** Tarea A **
En el texto sobre la detención del asesino, cambia "caravana" por "autocaravana" y escribe de nuevo el pasaje, comenzando por "Hablaba una extraña" y siguiendo hasta "negro sin dedos.".
** Tarea B **
Resume en dos oraciones el texto sobre la detención del asesino.
** Tarea C **
Continúa el texto sobre la detención del asesino a partir de su última oración.

Lo localizan rápidamente. Se encuentran al asesino por las calles. Los equipos que están por la calle lo encuentran en pocos minutos y comienzan a seguirle. En la plaza de Cataluña se sube a un autobús nocturno, dirección a San Cugat, hasta donde van con él los Mossos. Al bajarse, comienza a hacer movimientos extraños, erráticos, pero no para despistar a sus posibles perseguidores, sino más propios de alguien con problemas mentales: hace sprints, se detiene, vuelve a correr… Finalmente, los agentes le detienen y se dan cuenta muy pronto de que van a sacar muy poco de él.
Hablaba una extraña mezcla de español, portugués e inglés y no dijo nada coherente. Cuando los mossos le preguntaron de dónde venía, el les dijo que venía de dar un paseo. Los agentes encontraron la caravana en la que residía, un vehículo que por fuera estaba más o menos cuidado, pero que su interior era inhabitable: lleno de ropa, objetos acumulados…
Se encontraron las prendas y los objetos que llevaba en sus crímenes: unas gafas similares a las que llevaba el 16 de abril, una chaqueta reflectante color naranja negro y blanco, unos tirantes de goma color negro, una gorra roja del FC Barcelona y guantes negros sin dedos. También lo que llevaba en el crimen del 18 de abril: un pañuelo tipo palestino gris, blanco, rojo y negro a cuadros, cazadora gris marca “Dissident”, gorra roja con visera azul del FC Barcelona y guantes color negro sin dedos.
Del asesino no se sabe prácticamente nada. El único documento que llevaba encima era un carné de conducir a nombre de Thiago Lages Fernandes, nacido en 1985 en la localidad brasileña de Belo Horizonte. Con ese nombre en Brasil hay un individuo con antecedentes menores, pero los Mossos ni siquiera están seguros de que sea el mismo. El único rastro que ha dejado por su paso en España, aparte de los crímenes, es una detención en Zaragoza por parte de la Guardia Civil, que lo arrestó el pasado mes de enero por robar en el interior de un coche. Pero no hay más rastros de él por todo el país.

** Conjunto de líneas **

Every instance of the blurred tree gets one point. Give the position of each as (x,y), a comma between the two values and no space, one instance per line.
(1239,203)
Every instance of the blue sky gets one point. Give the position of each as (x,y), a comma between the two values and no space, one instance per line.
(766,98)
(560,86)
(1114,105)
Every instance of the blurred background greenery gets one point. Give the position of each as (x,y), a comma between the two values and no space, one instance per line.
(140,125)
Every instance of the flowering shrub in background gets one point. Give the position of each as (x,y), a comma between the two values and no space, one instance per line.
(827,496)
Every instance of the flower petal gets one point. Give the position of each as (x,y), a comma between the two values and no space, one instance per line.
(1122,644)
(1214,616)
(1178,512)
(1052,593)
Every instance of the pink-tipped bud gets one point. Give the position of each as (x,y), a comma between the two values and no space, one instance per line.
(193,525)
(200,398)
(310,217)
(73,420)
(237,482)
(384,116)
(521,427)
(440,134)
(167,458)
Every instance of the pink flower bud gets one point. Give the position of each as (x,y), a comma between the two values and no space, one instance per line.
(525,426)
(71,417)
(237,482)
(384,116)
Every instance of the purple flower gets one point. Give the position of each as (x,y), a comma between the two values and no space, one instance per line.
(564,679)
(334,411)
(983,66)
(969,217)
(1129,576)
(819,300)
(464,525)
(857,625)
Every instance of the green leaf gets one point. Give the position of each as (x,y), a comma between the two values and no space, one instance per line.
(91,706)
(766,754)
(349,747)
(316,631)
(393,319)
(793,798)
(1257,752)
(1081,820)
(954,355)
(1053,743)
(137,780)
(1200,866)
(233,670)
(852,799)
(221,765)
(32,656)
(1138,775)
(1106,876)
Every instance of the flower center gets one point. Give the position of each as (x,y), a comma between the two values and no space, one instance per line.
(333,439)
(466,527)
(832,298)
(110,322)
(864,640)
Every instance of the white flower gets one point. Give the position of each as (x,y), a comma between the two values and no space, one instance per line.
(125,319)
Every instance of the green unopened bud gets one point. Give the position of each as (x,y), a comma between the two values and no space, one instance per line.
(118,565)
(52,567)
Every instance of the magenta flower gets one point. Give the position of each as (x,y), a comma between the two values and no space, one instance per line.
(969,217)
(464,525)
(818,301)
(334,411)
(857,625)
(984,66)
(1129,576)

** Respuesta A **
Hablaba una extraña mezcla de español, portugués e inglés y no dijo nada coherente. Cuando los mossos le preguntaron de dónde venía, el les dijo que venía de dar un paseo. Los agentes encontraron la autocaravana en la que residía, un vehículo que por fuera estaba más o menos cuidado, pero que su interior era inhabitable: lleno de ropa, objetos acumulados…
Se encontraron las prendas y los objetos que llevaba en sus crímenes: unas gafas similares a las que llevaba el 16 de abril, una chaqueta reflectante color naranja negro y blanco, unos tirantes de goma color negro, una gorra roja del FC Barcelona y guantes negros sin dedos. También lo que llevaba en el crimen del 18 de abril: un pañuelo tipo palestino gris, blanco, rojo y negro a cuadros, cazadora gris marca “Dissident”, gorra roja con visera azul del FC Barcelona y guantes color negro sin dedos.

** Respuesta B **
Los Mossos localizaron al asesino en pocos minutos, lo siguieron en un autobús nocturno hasta San Cugat y lo detuvieron, pero no dijo nada coherente, y en la caravana en la que residía encontraron las prendas y los objetos que llevaba en sus crímenes. Del detenido apenas se sabe nada: llevaba un carné de conducir a nombre de Thiago Lages Fernandes, nacido en 1985 en Belo Horizonte, y su único rastro en España, aparte de los crímenes, es una detención de la Guardia Civil en Zaragoza por robar en el interior de un coche.

** Respuesta C **
Ni siquiera se sabe cuándo llegó a Barcelona o a España. No hay constancia de su entrada en ninguna frontera, aunque los Mossos creen que pudo llegar desde Portugal y recorrer varias ciudades de España hasta instalarse en Barcelona. Tampoco saben desde cuándo vive en la caravana abandonada que le servía de refugio. Ahora están comprobando si antes vivió en la calle o pasó por alguna casa okupada. Pero da la impresión de ser alguien invisible, hasta que empezó a matar.
No parece descabellado pensar que alguien con esa pulsión criminal hubiese matado antes. Eso mismo piensan los investigadores de Mossos. Por eso, han solicitado la colaboración de Policía Nacional, Guardia Civil, Europol e Interpol, en busca de crímenes pendientes que sigan los patrones de los asesinatos de Thiago: víctimas vulnerables, personas que viven en la calle y ataques extremadamente violentos, en los que las víctimas no tienen posibilidad de defenderse. De hecho, ninguna de ellas tenía heridas de defensa y la mayoría de ellas dormían cuando fueron atacadas.
Thiago no ha dicho nada coherente. Los Mossos están a la espera de confirmar, mediante un diagnóstico, lo que parece seguro: que se trata de una persona con graves problemas mentales, así que sus crímenes serían entonces los crímenes sin historia de los que hablaba el doctor García Andrade: los crímenes de un loco.